**PAGE EXCERPT**:
■ ■ ■ ■ ■
Before I begin my presentation today, I must thank our sponsor, the “Voices at the Center” program here at GMU, and our host, the Spiritual and Interfaith Center, for this generous opportunity. In the twilight of my academic career at the age of 74, on this auspicious occasion I wish to revisit the primary theme of my scholarly work during the last fifty years. Here on the table are the seven books I have published—“7” is, as it happens, a good biblical number!—which I invite you to peruse after this event and ask of me any questions that you desire. In the central place in this display is what I regard as my magnumopus—The Pacifist Option: The Moral Argument Against War in Eastern Orthodox Theology. That 351-page book was published in 1998, but it happens to be also a revision and shortening of my 630-page PhD dissertation at the University of Pittsburgh in 1988!
I have also provided a one-page handout containing two horizontal box charts: a “Social Ethical Matrix” and “A Matrix for War & Peace.”
So, let us begin.
I.
Ideological mass violence has been a scourge of human civilization dating back to antiquity. However, only since the First World War from 1914 to 1918 have war and international violence sunk to an international global nadir that shows no signs of abatement. The so-call “war to end all wars” led only to, as the saying goes, a “lost generation.” Since then, every corner of the globe seems to have been engulfed in unprecedented destruction through military means—including mass terrorism of civilians—motivated by a deadly political or religious ideology. The United States has not been exempted.
On December 7, 1941, my father’s generation were shocked and outraged when the Japanese Empire attacked the US naval and military bases at Pearl Harbor, Hawaii, in a “sneak attack” that no one anticipated. That brought us fully into World War II, which was already raging in Europe.
On November 22, 1963, my own generation was stunned when Lee Harvey Oswald assassinated young President John F. Kennedy. In retrospect that shocking event—together with US military involvement in the emerging struggle between Communists and non-Communists in Vietnam—inaugurated a new era of widespread political mayhem, violence, and atrocities in the USA that show no signs of abating.
On September 11, 2001, or “Nine-Eleven” as we Americans know it—
the United States suffered another “surprise” attack—this time by suicidal radical Islamic terrorists, who hijacked four civilian airplanes and crashed them into the Pentagon, the two buildings in the World Trade Center in New York City, and an open field in western Pennsylvania but only after heroic passengers overcame the terrorists on aboard and forced the plane down instead of proceeding to its likely target of the White House in Washington, DC.
But that’s not all! On August 6, 1945, an American B-29 bomber dropped the first atomic bomb on Hiroshima, Japan, killing an estimated 80 thousand civilians to persuade the Imperial Japanese Empire to surrender during the last gasp of World War II. Three days later another US atomic bomb fell on the Japanese port-city of Nagasaki, killing another 70,000 thousand Japanese civilians.
■ ■ ■ ■ ■
**WHAT TO WORK ON**:
[A] Answer these questions from the lecture excerpt:
(i) At which university did the speaker complete the 630-page PhD dissertation?
(ii) What are the titles of the two box charts on the handout?
(iii) On what date was President John F. Kennedy assassinated?
[B] Do these statements agree with the lecture excerpt? Answer each with yes or no and quote the words that settle it.
(i) The Pacifist Option was published in 1998.
(ii) The speaker's father's generation was stunned by the assassination of President Kennedy.
(iii) The first atomic bomb was dropped on Nagasaki.
[C] Write out the part of the lecture excerpt that opens with the words containing "I have also" and closes with "not been exempted.", substituting "plague" for "scourge".
The material that comes next is not needed.
■ ■ ■ ■ ■
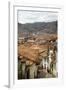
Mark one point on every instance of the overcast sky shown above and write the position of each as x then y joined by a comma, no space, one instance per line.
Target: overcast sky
31,17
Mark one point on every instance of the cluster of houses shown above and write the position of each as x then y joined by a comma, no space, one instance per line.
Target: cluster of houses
37,57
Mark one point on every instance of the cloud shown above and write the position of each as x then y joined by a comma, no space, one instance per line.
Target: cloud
31,17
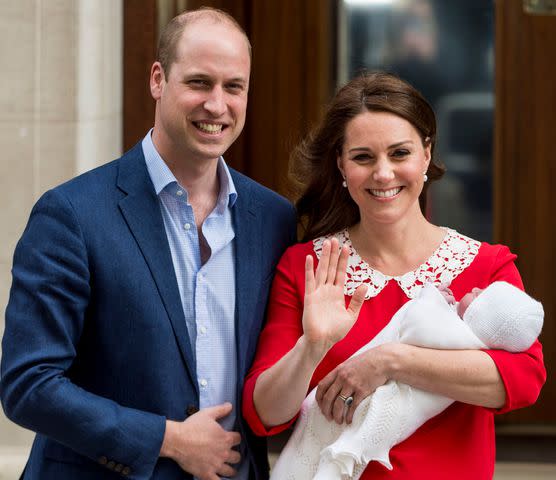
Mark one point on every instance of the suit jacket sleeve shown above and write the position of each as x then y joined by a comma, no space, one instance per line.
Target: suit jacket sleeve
45,320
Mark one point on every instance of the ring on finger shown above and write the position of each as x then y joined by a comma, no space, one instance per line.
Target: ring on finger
347,400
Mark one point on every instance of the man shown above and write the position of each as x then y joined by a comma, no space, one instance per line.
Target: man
139,288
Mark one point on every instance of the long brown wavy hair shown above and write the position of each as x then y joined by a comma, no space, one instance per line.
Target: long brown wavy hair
323,205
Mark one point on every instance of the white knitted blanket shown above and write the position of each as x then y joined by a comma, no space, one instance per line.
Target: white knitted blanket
323,450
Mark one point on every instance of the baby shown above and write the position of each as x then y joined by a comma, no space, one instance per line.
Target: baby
499,317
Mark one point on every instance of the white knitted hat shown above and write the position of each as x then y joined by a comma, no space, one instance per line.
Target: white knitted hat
504,317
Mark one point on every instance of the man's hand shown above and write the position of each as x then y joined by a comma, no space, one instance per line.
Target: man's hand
200,446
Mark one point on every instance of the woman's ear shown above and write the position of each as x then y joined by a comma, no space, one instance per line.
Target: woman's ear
339,162
427,149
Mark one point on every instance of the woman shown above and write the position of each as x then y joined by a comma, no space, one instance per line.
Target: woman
366,167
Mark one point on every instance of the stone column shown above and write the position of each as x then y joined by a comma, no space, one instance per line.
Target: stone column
60,114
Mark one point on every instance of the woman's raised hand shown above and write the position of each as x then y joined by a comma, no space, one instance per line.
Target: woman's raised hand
326,320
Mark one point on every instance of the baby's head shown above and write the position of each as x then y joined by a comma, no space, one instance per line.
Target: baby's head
502,315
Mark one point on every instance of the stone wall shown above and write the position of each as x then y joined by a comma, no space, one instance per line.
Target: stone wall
60,114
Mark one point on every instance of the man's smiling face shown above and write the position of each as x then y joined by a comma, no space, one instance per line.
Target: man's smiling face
202,100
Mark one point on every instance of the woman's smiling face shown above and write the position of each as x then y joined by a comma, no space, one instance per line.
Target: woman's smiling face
383,161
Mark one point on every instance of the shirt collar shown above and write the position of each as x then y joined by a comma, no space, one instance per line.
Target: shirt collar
162,176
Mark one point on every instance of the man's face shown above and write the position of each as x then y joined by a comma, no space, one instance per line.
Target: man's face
202,100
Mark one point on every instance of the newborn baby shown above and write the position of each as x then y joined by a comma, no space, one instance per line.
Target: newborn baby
499,317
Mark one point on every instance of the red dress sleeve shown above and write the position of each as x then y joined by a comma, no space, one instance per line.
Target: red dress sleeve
523,373
282,330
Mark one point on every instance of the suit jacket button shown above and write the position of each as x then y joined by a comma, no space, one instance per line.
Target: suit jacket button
191,409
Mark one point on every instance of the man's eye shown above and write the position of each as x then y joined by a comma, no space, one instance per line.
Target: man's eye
197,82
235,87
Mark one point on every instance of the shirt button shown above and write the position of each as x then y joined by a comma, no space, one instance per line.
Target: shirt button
191,410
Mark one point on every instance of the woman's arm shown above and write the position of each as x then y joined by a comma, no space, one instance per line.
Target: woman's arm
468,376
493,378
280,390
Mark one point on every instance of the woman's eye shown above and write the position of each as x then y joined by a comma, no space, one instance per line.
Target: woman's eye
400,153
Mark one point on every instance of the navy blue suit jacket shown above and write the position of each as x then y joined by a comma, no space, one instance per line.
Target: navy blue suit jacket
96,354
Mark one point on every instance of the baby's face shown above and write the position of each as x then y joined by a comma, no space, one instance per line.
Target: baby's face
467,299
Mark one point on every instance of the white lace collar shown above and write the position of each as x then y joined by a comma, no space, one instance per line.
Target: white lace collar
453,256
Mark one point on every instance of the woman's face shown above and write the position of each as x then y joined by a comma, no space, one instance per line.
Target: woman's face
383,161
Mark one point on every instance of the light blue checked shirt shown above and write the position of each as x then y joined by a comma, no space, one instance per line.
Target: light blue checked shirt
207,291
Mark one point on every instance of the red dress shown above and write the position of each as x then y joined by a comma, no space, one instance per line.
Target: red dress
459,442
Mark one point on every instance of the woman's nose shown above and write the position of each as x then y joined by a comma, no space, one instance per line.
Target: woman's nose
383,171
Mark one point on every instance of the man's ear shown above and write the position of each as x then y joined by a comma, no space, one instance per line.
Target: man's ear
157,80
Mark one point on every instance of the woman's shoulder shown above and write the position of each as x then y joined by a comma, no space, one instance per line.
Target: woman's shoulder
315,245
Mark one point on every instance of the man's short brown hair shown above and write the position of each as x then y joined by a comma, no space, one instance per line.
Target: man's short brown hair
171,34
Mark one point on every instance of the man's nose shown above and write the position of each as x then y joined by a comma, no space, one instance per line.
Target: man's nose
215,102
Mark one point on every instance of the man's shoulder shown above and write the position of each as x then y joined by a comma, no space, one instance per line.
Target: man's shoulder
101,179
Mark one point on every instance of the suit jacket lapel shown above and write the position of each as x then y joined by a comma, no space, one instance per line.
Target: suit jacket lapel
141,211
246,218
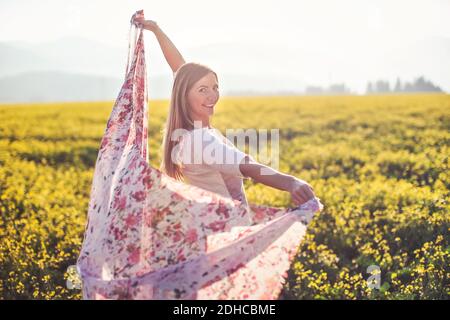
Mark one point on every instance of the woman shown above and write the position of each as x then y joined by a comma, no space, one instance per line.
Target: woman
194,96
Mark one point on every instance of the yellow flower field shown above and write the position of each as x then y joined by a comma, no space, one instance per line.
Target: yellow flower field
378,163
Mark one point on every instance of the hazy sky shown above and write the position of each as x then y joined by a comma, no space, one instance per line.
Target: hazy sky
354,30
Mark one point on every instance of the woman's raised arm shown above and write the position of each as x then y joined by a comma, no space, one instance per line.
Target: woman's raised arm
171,53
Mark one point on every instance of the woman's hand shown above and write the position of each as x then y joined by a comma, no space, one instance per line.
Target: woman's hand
301,191
146,24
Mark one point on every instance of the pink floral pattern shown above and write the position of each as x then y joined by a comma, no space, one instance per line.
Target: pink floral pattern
149,236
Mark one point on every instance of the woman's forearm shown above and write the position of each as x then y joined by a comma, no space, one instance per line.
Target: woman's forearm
267,175
171,53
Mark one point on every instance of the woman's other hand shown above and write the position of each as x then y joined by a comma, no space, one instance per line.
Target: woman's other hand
146,24
301,191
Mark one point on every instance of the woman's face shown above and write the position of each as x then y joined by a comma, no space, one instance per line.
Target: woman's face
202,98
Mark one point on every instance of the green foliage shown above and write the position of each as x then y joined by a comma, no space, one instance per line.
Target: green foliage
379,164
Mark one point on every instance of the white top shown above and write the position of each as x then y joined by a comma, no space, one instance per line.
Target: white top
210,161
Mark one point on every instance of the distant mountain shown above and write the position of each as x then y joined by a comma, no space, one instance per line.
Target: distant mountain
43,86
82,69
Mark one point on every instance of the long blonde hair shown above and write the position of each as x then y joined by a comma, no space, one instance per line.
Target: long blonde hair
180,112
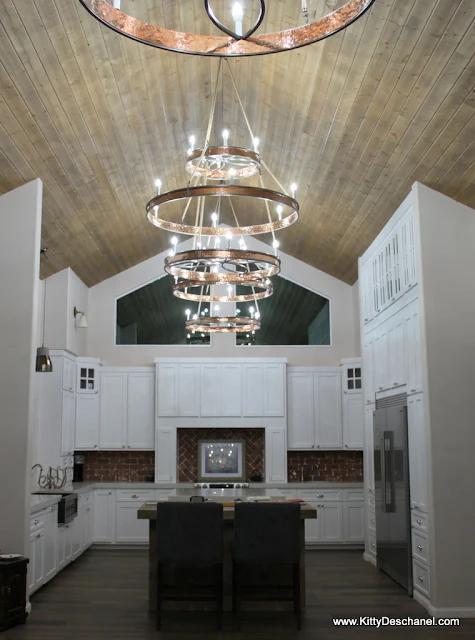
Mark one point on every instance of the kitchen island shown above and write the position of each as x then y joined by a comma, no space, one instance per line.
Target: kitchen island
148,511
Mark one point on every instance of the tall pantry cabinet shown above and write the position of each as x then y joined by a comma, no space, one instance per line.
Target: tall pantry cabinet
418,338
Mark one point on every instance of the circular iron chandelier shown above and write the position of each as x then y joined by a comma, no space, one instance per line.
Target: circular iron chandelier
231,43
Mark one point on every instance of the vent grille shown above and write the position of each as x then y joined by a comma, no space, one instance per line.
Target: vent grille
399,400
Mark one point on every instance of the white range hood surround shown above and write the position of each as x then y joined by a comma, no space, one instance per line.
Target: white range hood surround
214,393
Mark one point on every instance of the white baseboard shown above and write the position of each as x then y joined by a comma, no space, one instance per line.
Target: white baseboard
369,557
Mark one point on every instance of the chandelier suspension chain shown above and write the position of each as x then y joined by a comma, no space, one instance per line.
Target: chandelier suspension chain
250,128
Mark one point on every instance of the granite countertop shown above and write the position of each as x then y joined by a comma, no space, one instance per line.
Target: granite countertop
82,487
38,503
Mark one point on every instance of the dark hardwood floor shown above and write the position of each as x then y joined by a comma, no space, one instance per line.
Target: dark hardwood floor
103,596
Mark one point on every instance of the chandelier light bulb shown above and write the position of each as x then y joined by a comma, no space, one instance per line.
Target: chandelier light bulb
238,15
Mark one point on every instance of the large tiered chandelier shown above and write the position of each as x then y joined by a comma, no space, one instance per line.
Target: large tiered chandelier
220,268
233,42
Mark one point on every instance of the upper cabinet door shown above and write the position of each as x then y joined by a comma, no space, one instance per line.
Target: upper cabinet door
167,390
189,390
274,390
328,423
140,411
211,395
413,350
231,391
301,421
353,420
113,411
253,390
87,422
68,423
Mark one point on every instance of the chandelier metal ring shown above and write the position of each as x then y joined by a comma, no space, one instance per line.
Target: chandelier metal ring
261,290
223,324
184,265
223,163
223,191
225,46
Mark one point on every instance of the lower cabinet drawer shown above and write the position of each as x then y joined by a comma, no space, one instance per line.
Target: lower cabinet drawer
420,578
138,495
420,546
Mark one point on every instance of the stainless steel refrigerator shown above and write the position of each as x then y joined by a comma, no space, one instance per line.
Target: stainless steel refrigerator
392,491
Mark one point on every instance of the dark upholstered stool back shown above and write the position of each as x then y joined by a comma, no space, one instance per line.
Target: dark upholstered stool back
190,532
267,533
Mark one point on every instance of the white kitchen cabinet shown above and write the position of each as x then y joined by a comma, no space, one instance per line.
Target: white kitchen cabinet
68,423
396,351
189,390
167,390
413,350
327,399
87,422
210,392
276,454
129,529
368,357
231,391
301,417
36,573
104,516
353,420
87,375
353,521
113,411
417,453
140,411
368,458
50,543
252,390
69,375
166,454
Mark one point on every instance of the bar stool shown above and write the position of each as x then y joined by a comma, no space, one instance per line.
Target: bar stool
190,534
266,534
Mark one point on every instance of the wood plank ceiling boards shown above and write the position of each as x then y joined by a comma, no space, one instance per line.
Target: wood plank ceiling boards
353,120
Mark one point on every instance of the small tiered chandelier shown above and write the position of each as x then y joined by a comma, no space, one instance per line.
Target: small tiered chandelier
233,43
209,272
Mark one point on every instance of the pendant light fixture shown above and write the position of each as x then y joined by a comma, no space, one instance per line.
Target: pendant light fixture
43,361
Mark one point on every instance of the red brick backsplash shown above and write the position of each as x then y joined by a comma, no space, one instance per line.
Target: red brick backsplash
188,449
118,466
326,466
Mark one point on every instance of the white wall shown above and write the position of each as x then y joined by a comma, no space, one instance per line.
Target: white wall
64,291
20,233
101,318
448,267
■ ■ ■ ■ ■
**RESULTS BY TASK**:
[A]
(i) The University of Pittsburgh
(ii) "Social Ethical Matrix" and "A Matrix for War & Peace"
(iii) November 22, 1963

[B]
(i) Yes: "That 351-page book was published in 1998"
(ii) No: "my own generation was stunned when Lee Harvey Oswald assassinated young President John F. Kennedy"
(iii) No: "an American B-29 bomber dropped the first atomic bomb on Hiroshima, Japan"

[C]
I have also provided a one-page handout containing two horizontal box charts: a “Social Ethical Matrix” and “A Matrix for War & Peace.”
So, let us begin.
I.
Ideological mass violence has been a plague of human civilization dating back to antiquity. However, only since the First World War from 1914 to 1918 have war and international violence sunk to an international global nadir that shows no signs of abatement. The so-call “war to end all wars” led only to, as the saying goes, a “lost generation.” Since then, every corner of the globe seems to have been engulfed in unprecedented destruction through military means—including mass terrorism of civilians—motivated by a deadly political or religious ideology. The United States has not been exempted.